==== Supplied material ====
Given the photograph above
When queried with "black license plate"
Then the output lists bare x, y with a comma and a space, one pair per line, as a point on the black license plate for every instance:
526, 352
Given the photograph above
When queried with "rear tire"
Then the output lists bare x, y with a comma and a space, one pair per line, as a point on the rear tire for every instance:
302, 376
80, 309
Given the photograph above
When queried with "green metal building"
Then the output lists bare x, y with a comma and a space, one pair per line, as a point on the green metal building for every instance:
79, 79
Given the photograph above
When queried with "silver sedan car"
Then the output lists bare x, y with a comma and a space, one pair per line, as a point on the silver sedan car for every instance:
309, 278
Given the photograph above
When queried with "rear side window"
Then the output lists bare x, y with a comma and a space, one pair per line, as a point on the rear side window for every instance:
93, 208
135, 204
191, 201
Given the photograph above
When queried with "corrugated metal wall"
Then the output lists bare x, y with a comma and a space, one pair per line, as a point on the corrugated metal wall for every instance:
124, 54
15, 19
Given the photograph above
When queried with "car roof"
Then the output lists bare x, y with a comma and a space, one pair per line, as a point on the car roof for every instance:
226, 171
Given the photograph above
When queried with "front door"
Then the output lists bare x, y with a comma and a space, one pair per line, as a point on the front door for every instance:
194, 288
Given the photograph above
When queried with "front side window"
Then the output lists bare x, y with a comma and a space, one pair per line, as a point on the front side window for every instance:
====
§ **Directions for this task**
Using the same words as the original, repeat the records above.

§ **Reply**
Given the photograph above
When queried with "black license plate"
Then the output lists bare x, y with a comma and a space, one pair per line, as a point on the black license plate for every instance:
526, 352
Given the photograph above
When queried with "rear tire"
Then the output lists bare x, y with a comma and a space, one pair per line, as a point on the rear tire for every instance:
302, 376
80, 309
Given the photograph above
When queried with "green metal building"
Then the output lists bare x, y with a comma and a space, one pair per line, as a point on the green metal building for every instance:
79, 79
Given the photograph above
When queried with "silver sedan car"
Then the output lists bare x, y with a comma and a space, one pair per line, as a point on the silver sedan car for every instance:
309, 278
Given the photograph above
When queried with "rear side window"
Then the output lists bare x, y with a comma and a space, one pair per line, as a point on the rear side window for every instance:
93, 208
135, 204
191, 201
Given the photograph above
When queried with "corrugated metal wall"
Then the output lists bare x, y with a comma and a space, one pair per line, as a point on the corrugated metal wall for every instance:
124, 54
15, 19
Given the photograph above
When queried with "car roof"
Then the output lists bare x, y with a comma and a space, one pair per line, as a point on the car roof for every instance:
226, 171
Given the photograph above
When queried with "front door"
Then the output lists bare x, y with a comma and a space, one pair per line, as a point on the front door for every instance:
194, 288
Given the photograph above
When queried with "front side window"
Then the output lists bare x, y with a comma and a space, one pair per line, as a point on the front side window for every instance:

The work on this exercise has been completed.